-------- Recorded data

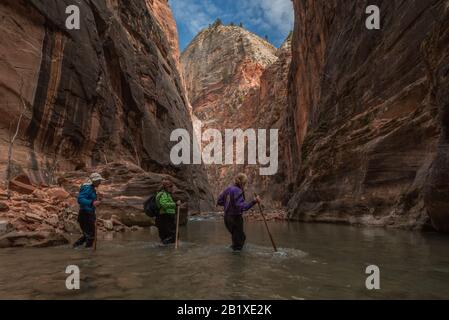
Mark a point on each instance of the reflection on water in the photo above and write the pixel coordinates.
(315, 262)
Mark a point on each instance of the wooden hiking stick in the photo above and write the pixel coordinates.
(177, 226)
(266, 225)
(96, 234)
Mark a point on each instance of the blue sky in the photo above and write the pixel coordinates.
(273, 18)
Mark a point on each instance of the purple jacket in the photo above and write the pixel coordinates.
(233, 200)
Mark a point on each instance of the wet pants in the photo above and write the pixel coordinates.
(234, 224)
(87, 224)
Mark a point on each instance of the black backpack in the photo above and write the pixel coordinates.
(151, 207)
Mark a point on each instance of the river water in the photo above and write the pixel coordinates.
(315, 261)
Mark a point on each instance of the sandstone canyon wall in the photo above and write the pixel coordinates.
(235, 79)
(110, 92)
(368, 114)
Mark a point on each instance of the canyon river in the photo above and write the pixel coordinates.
(315, 261)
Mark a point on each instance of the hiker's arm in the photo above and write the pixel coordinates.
(221, 199)
(240, 203)
(166, 203)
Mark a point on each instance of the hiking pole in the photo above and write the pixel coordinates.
(266, 225)
(177, 226)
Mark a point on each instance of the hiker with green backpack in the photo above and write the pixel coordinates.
(162, 207)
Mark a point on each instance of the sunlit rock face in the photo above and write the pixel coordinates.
(109, 92)
(368, 114)
(235, 79)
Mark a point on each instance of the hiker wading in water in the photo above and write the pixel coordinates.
(87, 200)
(165, 221)
(233, 201)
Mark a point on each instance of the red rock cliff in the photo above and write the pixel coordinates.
(368, 114)
(109, 92)
(235, 79)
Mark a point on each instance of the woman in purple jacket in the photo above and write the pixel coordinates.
(233, 201)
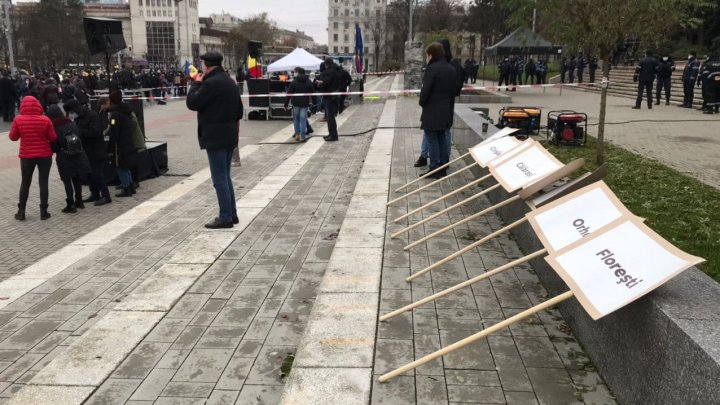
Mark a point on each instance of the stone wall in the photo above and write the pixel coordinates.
(661, 349)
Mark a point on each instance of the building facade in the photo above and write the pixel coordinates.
(342, 17)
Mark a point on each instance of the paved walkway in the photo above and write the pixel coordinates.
(167, 312)
(684, 139)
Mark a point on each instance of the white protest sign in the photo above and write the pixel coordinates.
(576, 215)
(484, 153)
(505, 132)
(617, 265)
(523, 167)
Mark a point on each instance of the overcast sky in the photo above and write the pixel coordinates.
(306, 15)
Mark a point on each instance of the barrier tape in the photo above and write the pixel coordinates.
(380, 93)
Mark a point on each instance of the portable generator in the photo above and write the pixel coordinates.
(566, 127)
(526, 119)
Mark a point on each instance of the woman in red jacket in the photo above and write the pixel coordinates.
(35, 132)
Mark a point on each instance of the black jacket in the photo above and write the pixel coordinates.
(91, 129)
(7, 89)
(646, 69)
(300, 84)
(121, 143)
(219, 108)
(437, 96)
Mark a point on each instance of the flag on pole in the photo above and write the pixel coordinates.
(358, 48)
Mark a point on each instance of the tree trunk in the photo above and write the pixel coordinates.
(600, 158)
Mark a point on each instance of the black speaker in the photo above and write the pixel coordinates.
(255, 49)
(103, 35)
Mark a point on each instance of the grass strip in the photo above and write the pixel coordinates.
(682, 209)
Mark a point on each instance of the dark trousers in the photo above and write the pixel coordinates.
(8, 109)
(663, 83)
(330, 113)
(73, 190)
(27, 168)
(98, 185)
(220, 164)
(646, 87)
(688, 92)
(438, 148)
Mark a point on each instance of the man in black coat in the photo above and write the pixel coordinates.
(645, 76)
(330, 81)
(91, 129)
(216, 99)
(8, 96)
(436, 99)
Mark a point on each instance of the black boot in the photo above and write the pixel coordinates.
(126, 192)
(43, 212)
(70, 207)
(20, 216)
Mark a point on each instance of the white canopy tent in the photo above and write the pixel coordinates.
(297, 58)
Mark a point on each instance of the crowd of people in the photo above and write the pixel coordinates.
(513, 68)
(55, 119)
(705, 75)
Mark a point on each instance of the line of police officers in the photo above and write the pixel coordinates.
(706, 76)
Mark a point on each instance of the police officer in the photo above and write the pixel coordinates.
(710, 80)
(645, 75)
(664, 71)
(582, 63)
(690, 74)
(571, 69)
(505, 72)
(592, 67)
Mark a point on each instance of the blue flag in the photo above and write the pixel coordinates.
(358, 48)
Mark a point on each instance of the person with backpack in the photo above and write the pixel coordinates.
(89, 124)
(121, 144)
(72, 162)
(35, 132)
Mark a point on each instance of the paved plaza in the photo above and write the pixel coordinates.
(137, 303)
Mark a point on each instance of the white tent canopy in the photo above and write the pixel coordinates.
(297, 58)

----------------

● Exercise task:
Every line of text is to be repeated exactly; pictures are left out.

● Answer in full:
Mark a point on each instance of the reflection on water in the photo above and write the pixel coordinates.
(315, 262)
Mark a point on each instance of the wooden hiking stick in the photo above and write the pixel coordinates.
(177, 226)
(266, 225)
(96, 234)
Mark a point on each instance of the blue sky in the photo above and write the pixel coordinates.
(273, 18)
Mark a point on each instance of the purple jacket in the photo above and write the pixel coordinates.
(233, 200)
Mark a point on each instance of the wet pants in the photo above and write the pixel coordinates.
(234, 224)
(87, 224)
Mark a point on each instance of the black backpack in the photo above and write the pixel coordinates.
(151, 207)
Mark a point on each instance of the river water in the photo above and write the pixel coordinates.
(315, 261)
Mark a point on each instance of the sandstone canyon wall in the photo above and write the pixel coordinates.
(235, 79)
(110, 92)
(368, 114)
Mark a point on each instance of the canyon river in the photo above and write the pixel coordinates.
(315, 261)
Mark a point on each instance of the hiker's arm in the photo above and write the pixel coordinates.
(221, 199)
(240, 203)
(166, 203)
Mark a point on each instance of the hiking pole in the photo above and write the pixel coordinates.
(266, 225)
(177, 226)
Mark a point on each instance of the hiker with green backpack in the photo above and write the pixel coordinates.
(162, 207)
Mark a point on each instance of the sunlit rock face in the photo above and write the pixel coordinates.
(109, 92)
(368, 114)
(235, 79)
Mark a point on each instance of the hiker wading in water in the photo above and write the pixel coordinates.
(87, 200)
(165, 221)
(233, 201)
Mark a point on each instance of the red rock cliff in the photo above and write the pixel coordinates.
(368, 114)
(109, 92)
(235, 79)
Mark a point on each instance of the woman in purple jacket in the photo above and write the pixel coordinates.
(233, 201)
Mark a point on each instance of the stone wall in the photo above and write the pixel coordinates.
(661, 349)
Mark a point on each instance of the building facade in the photo above and write the pixel coordinates.
(342, 17)
Mark a point on each instance of the paved walkway in the photo above and write the pixel coordinates.
(167, 312)
(684, 139)
Mark a point on each instance of the white protest sign in the photo above and write the pixel coordinates.
(576, 215)
(484, 153)
(505, 132)
(617, 265)
(523, 167)
Mark a point on each instance of the overcast sky in the photo above and write the pixel coordinates.
(306, 15)
Mark a point on each instance of the barrier tape in the photo above and write the pixel coordinates.
(380, 93)
Mark a point on each instance of the portable generator in the photo above and write the pixel coordinates.
(566, 127)
(526, 119)
Mark a point on each instance of the woman in red jacket in the photo above and write the pixel coordinates.
(35, 132)
Mark a point on each instance of the black jacket in the photo above and write the pixel coordinates.
(91, 129)
(7, 89)
(646, 69)
(300, 84)
(121, 143)
(219, 108)
(437, 96)
Mark a point on each instance of the flag on pole in the photo above and write the pixel coordinates.
(358, 48)
Mark a point on each instance of the tree trunk in the photo above and write the pixel coordinates.
(600, 158)
Mark a point on each instance of the black speaker in the photo above and write the pixel coordinates.
(255, 49)
(103, 35)
Mark a point on each instance of the grass strip in the photo above and write the pixel coordinates.
(682, 209)
Mark a point on each instance of the dark trousers in the photo above and write the pixel coordinates.
(8, 109)
(663, 83)
(330, 113)
(73, 190)
(27, 168)
(98, 185)
(220, 164)
(646, 87)
(688, 92)
(438, 148)
Mark a point on each instance of the man in black coat in the photo above and write the pixel coordinates.
(645, 76)
(330, 81)
(91, 129)
(216, 99)
(8, 96)
(436, 99)
Mark a point on each instance of the black boot in the photo above and write the pixel coordinates.
(126, 192)
(43, 212)
(70, 207)
(20, 216)
Mark a point on each instance of the white canopy tent in the photo above and write the pixel coordinates.
(297, 58)
Mark a point on each instance of the crowd of people in the photo above and write the pixel coordinates.
(513, 68)
(55, 119)
(705, 75)
Mark a point on each instance of the line of police officers in the photo above and write the pixel coordinates.
(706, 76)
Mark a point on each instance of the police officer in the photo above and write the pixel coordinates.
(710, 80)
(645, 75)
(664, 71)
(582, 63)
(690, 74)
(571, 69)
(505, 72)
(592, 67)
Mark a point on each instance of the blue flag in the photo above and write the pixel coordinates.
(358, 48)
Mark a point on each instance of the person with backpack in the photo above and write the pixel coordinates.
(89, 124)
(121, 144)
(72, 162)
(35, 132)
Mark a point on each instance of the paved plaza in the photo above and write the pixel coordinates.
(137, 303)
Mark a point on each instance of the white tent canopy in the photo above and write the pixel coordinates.
(297, 58)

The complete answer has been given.